WHAT YOU SHOULD DO: Give only the number of lines in the entries below that contain the string "tire", counting case as significant.

:: ROWS

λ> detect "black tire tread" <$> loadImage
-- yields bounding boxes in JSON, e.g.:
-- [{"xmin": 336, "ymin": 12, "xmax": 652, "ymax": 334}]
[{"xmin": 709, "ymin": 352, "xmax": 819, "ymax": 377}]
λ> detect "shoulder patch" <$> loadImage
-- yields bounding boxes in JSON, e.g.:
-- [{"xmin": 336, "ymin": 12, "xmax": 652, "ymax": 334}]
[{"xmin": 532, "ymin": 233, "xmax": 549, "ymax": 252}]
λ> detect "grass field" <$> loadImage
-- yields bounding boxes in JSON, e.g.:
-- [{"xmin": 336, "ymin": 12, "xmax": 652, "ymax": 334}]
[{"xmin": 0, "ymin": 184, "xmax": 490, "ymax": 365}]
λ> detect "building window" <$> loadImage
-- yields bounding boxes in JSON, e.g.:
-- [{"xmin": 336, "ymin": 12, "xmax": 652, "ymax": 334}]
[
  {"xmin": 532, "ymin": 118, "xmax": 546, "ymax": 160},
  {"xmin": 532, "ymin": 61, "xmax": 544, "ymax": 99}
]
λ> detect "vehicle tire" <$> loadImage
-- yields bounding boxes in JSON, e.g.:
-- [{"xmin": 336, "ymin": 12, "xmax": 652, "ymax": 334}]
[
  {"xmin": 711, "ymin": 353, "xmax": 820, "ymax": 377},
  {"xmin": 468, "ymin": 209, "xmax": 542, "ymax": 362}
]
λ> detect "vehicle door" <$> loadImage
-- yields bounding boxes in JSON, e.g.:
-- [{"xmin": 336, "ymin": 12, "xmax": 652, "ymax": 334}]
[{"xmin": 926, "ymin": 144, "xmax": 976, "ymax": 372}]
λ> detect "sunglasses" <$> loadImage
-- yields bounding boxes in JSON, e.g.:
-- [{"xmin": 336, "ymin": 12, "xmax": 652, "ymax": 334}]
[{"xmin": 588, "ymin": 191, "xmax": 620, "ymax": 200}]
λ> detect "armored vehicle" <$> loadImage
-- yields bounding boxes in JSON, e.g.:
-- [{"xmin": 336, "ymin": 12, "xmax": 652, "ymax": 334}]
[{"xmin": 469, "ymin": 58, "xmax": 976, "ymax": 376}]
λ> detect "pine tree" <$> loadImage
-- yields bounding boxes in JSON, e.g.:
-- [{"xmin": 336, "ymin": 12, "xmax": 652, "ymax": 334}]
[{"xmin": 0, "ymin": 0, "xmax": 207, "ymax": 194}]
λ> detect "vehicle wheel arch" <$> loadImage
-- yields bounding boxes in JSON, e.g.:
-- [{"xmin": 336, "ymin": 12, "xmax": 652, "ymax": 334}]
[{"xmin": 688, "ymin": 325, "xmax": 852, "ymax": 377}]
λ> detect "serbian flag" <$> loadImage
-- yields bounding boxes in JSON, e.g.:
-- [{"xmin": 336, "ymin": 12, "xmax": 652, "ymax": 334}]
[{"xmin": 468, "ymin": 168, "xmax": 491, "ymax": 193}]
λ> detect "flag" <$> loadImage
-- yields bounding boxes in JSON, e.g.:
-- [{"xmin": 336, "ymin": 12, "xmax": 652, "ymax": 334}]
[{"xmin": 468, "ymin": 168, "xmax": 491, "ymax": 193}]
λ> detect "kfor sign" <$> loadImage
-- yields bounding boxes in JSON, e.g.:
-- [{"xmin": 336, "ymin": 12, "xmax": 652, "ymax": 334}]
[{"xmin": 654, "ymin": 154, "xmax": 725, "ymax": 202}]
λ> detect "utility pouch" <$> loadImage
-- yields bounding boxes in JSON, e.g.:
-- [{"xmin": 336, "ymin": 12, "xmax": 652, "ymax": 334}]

::::

EXPECTED ANSWER: 2